> **INSTRUCTIONS FOR THE TASK**:
Print out the data exactly, keeping every image out of it.
--------------------------------
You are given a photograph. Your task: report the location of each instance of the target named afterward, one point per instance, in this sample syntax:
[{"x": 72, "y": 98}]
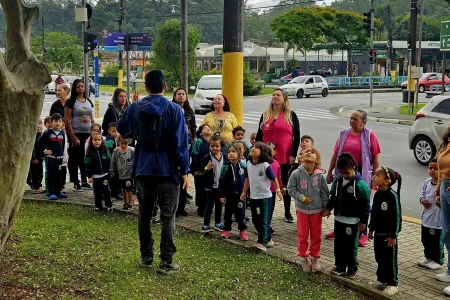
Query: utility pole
[
  {"x": 372, "y": 23},
  {"x": 412, "y": 42},
  {"x": 391, "y": 45},
  {"x": 44, "y": 52},
  {"x": 120, "y": 75},
  {"x": 233, "y": 58},
  {"x": 419, "y": 51},
  {"x": 85, "y": 53},
  {"x": 184, "y": 46}
]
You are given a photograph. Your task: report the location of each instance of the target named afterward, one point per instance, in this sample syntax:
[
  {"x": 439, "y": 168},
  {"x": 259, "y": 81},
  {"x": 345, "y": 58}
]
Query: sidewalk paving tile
[{"x": 414, "y": 282}]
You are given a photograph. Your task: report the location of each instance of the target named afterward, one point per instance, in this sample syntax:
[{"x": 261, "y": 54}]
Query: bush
[{"x": 251, "y": 87}]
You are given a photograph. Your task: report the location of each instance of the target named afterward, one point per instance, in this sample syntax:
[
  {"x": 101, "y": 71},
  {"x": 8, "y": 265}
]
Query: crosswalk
[{"x": 310, "y": 114}]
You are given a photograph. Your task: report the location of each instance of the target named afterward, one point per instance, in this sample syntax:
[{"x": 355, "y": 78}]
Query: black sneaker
[
  {"x": 338, "y": 271},
  {"x": 351, "y": 274},
  {"x": 77, "y": 188},
  {"x": 86, "y": 186},
  {"x": 146, "y": 261},
  {"x": 289, "y": 219},
  {"x": 168, "y": 268}
]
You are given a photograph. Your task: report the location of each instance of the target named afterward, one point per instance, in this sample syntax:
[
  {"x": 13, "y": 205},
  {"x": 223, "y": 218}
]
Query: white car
[
  {"x": 207, "y": 89},
  {"x": 306, "y": 86},
  {"x": 51, "y": 87}
]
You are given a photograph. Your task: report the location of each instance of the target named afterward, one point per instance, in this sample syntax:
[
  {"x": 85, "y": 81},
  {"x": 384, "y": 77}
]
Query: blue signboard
[
  {"x": 143, "y": 41},
  {"x": 112, "y": 40}
]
--------------------------------
> **WRITTEN SOLUTION**:
You are given a photograph. Your task: report the location of each instance of the target named afterward, one point per instance, in this sample syntax:
[{"x": 72, "y": 98}]
Query: utility pole
[
  {"x": 372, "y": 23},
  {"x": 412, "y": 42},
  {"x": 391, "y": 45},
  {"x": 44, "y": 52},
  {"x": 120, "y": 75},
  {"x": 233, "y": 58},
  {"x": 419, "y": 51},
  {"x": 85, "y": 53},
  {"x": 184, "y": 46}
]
You are given a photograph. Your task: report the location of each instance of the target named afterward, one point per instance, in this sample syntax:
[
  {"x": 439, "y": 168},
  {"x": 259, "y": 81},
  {"x": 345, "y": 58}
]
Query: sidewalk paving tile
[{"x": 414, "y": 282}]
You are given a photograph. Your task: report the location of each instance of the target named afterward, one point per instance, in this sample syntax:
[{"x": 261, "y": 54}]
Query: bush
[{"x": 251, "y": 87}]
You are given a photograph. Your task: report the location of each instance of the target named afterward, one point per instance, in this sample syntax:
[
  {"x": 101, "y": 71},
  {"x": 8, "y": 265}
]
Query: crosswalk
[{"x": 310, "y": 114}]
You are given a photograph. Your task: report the location of each instance of the target named afterward, one point per instance, in this sample syntax:
[{"x": 355, "y": 78}]
Query: black sneaker
[
  {"x": 338, "y": 271},
  {"x": 351, "y": 274},
  {"x": 77, "y": 188},
  {"x": 86, "y": 186},
  {"x": 146, "y": 261},
  {"x": 289, "y": 219},
  {"x": 168, "y": 268}
]
You are given a photograph. Your task: report the location of each instance of the target named afterward, one point per instance, in this sample syntax:
[
  {"x": 13, "y": 205},
  {"x": 223, "y": 218}
]
Query: white car
[
  {"x": 207, "y": 89},
  {"x": 306, "y": 86},
  {"x": 51, "y": 87}
]
You are given a photograph. Your task: report the location of each instance of the target named afterward, one point per instance, in this sample syntax:
[
  {"x": 85, "y": 81},
  {"x": 384, "y": 77}
]
Query: blue signboard
[
  {"x": 143, "y": 41},
  {"x": 112, "y": 40}
]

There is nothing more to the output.